=== Problem details ===
Rewrite the stretch of the IKEA therapy article from "While couples start" through "the same way.", putting "concerns" in place of "reservations".

=== Exercise text ===
- - -

05 May 2015 [16:57] - TODAY.AZ

A California therapist is helping couples resolve their relationship issues in the most unusual way – by having them assemble IKEA furniture. The experience, she believes, is so frustrating that it might actually bring couples closer to each other!

“The store literally becomes a map of a relationship nightmare,” licensed psychologist Ramani Durvasula explained. “Walking through the kitchens brings up touchy subjects, like who does most of the cooking. Then you get to the children’s section, which opens up another set of issues. And that’s before you’ve even tried to assemble anything.”

“I would laugh with my ex-husband about it,” she added. “I saw what a pressure cooker it was. In the end, we hired someone to put the furniture together.”

Inspired by her personal experience, she wondered what it would be like to recreate similar high-stress scenarios for her couples therapy clients. So she devised a technique that skips the store visit and focuses more on the at-home assembly process, which is where she says that tempers run high.

Durvasula instructs her clients to purchase furniture of their choice from IKEA and then build it in their home without her supervision. She then has them visit her office in Santa Monica with reports on how the exercise went.

While couples start out thinking that the idea is ridiculous, she says that the experience teaches them a lot about their relationship style. She’s been conducting the exercise with clients for the past five to six years, and she says it has always helped gain more understanding.

For instance, ABC News reported that Stephanie Aguirre, 23, and Samuel Hidalgo, 29, of Orange County, California used Durvasula’s technique to figure out if they should move in together or not. While Hidalgo said he was excited about the possibility, he did have a few practical reservations. Aguirre felt the same way.

- - -

=== Records ===
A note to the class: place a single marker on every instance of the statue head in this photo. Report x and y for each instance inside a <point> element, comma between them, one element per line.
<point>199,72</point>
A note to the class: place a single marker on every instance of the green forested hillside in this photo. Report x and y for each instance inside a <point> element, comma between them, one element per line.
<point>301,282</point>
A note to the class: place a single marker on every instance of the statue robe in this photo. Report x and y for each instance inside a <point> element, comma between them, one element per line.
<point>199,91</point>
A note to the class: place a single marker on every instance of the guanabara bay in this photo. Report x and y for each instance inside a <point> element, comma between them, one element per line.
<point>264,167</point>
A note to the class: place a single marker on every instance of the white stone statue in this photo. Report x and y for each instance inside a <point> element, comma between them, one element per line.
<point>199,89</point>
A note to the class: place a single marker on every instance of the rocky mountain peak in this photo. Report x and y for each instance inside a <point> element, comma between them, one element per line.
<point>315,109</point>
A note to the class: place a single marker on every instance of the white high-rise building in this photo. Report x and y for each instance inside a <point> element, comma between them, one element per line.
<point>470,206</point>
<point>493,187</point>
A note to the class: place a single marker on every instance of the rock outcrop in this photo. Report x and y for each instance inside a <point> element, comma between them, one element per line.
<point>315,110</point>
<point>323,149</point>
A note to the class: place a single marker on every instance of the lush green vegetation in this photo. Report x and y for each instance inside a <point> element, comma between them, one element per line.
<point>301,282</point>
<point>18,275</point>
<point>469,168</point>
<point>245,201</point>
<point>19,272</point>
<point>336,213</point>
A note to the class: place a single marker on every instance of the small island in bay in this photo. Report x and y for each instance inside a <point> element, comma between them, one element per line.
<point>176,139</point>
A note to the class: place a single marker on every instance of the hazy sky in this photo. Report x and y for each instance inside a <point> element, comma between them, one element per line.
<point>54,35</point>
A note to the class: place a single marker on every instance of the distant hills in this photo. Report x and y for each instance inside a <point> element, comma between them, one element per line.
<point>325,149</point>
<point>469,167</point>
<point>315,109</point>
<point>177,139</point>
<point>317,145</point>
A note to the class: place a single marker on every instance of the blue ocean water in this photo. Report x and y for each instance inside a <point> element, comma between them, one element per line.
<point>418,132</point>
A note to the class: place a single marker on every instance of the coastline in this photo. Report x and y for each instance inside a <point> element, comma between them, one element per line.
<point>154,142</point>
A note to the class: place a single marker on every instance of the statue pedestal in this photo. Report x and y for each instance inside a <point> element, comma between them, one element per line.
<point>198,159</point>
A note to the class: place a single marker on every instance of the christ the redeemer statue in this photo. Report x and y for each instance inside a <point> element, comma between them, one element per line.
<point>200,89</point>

- - -

=== Response area ===
While couples start out thinking that the idea is ridiculous, she says that the experience teaches them a lot about their relationship style. She’s been conducting the exercise with clients for the past five to six years, and she says it has always helped gain more understanding.

For instance, ABC News reported that Stephanie Aguirre, 23, and Samuel Hidalgo, 29, of Orange County, California used Durvasula’s technique to figure out if they should move in together or not. While Hidalgo said he was excited about the possibility, he did have a few practical concerns. Aguirre felt the same way.